Copy the data. Keep every character as given.

[Region pointing data]
---
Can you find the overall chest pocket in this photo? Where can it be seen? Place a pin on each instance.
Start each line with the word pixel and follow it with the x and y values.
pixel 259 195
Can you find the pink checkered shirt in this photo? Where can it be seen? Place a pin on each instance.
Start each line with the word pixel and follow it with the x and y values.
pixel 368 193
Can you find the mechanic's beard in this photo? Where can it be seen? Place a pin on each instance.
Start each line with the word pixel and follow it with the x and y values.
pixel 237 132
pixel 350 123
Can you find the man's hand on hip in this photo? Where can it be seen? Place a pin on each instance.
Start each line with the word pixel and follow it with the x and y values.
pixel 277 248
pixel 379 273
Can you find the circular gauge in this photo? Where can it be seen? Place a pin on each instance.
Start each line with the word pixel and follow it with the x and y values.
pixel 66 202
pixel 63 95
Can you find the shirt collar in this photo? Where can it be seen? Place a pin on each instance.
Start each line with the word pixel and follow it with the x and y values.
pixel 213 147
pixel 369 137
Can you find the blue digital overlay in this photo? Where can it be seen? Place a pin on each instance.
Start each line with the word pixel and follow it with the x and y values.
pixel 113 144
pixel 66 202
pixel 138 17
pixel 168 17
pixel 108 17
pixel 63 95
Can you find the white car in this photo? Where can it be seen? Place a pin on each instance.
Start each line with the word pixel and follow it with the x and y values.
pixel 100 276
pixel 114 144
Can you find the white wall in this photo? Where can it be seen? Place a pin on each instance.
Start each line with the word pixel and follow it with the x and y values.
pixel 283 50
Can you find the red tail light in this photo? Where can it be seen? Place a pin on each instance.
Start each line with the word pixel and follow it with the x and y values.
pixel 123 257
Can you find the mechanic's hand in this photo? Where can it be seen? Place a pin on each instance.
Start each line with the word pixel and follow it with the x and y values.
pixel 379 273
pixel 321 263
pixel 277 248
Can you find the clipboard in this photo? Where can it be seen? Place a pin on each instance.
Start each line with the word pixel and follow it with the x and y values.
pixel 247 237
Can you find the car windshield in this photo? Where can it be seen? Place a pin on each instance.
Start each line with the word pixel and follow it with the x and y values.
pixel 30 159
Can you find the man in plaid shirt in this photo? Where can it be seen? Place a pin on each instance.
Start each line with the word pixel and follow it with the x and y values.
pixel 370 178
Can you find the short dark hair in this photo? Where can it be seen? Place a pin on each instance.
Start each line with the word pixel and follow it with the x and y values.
---
* **Answer to this task**
Can you find the overall chest pocket in this photo? Where can it be seen? Place a pin on each instance.
Start each line with the word pixel and follow it with the x and y values.
pixel 259 195
Can you find the pink checkered shirt in this photo? Where can it be seen? Place a pin on each instance.
Start each line with the word pixel and follow it with the x and y values.
pixel 368 193
Can you find the mechanic's beard in this photo? Where can it be seen? Place a pin on each instance.
Start each line with the word pixel and follow it with the x and y values.
pixel 237 132
pixel 350 123
Can you find the man's hand on hip in this photo? Where can it be seen? Place a pin on each instance.
Start each line with the word pixel and follow it with the x and y values.
pixel 277 248
pixel 379 273
Can you find the circular gauge in this photo? Where can it be seen? Place a pin on each instance.
Start each line with the word pixel and follow it with the x and y values.
pixel 66 202
pixel 63 95
Can you find the shirt collar in this photo? Where can it be seen? Place a pin on each instance.
Start each line with the word pixel and follow it with the x and y values.
pixel 213 147
pixel 369 137
Can you find the blue digital overlay in this photo? Where can it be seen? Place a pin on each instance.
Start each line with the word pixel and follow it with the x and y values.
pixel 113 144
pixel 66 202
pixel 138 17
pixel 168 17
pixel 108 17
pixel 63 95
Can you find the white car in this photo? Where can it be seen? Place a pin on each instance.
Start each line with the word pixel and follow it with the x and y values.
pixel 100 276
pixel 114 144
Can you find the white wall in this photo? Where can it be seen? Place a pin on each instance.
Start each line with the word pixel and follow it with the x and y values.
pixel 283 50
Can you find the red tail light in this photo? Where can it be seen? Place a pin on each instance.
Start each line with the word pixel and follow it with the x and y values.
pixel 123 257
Can you find the mechanic's hand in this photo? Where can it be seen? Place a pin on each instance.
Start each line with the word pixel and follow it with the x and y values.
pixel 379 273
pixel 321 263
pixel 277 248
Can you find the clipboard in this photo? Where can it be seen? Place a pin on each instance.
Start each line with the word pixel and follow it with the x and y values.
pixel 247 237
Can you find the car windshield in this photo? Where can it be seen? Place a pin on each instance.
Start each line with the word pixel and follow it with the x and y values.
pixel 30 159
Can you find the man in plaid shirt in this photo? Where can it be seen? Place a pin on each instance.
Start each line with the word pixel and follow it with the x and y values.
pixel 370 178
Can you find the short dark hair in this photo? Where can it be seen? Place a pin on each instance.
Start each line with the word pixel and follow it with the x and y values.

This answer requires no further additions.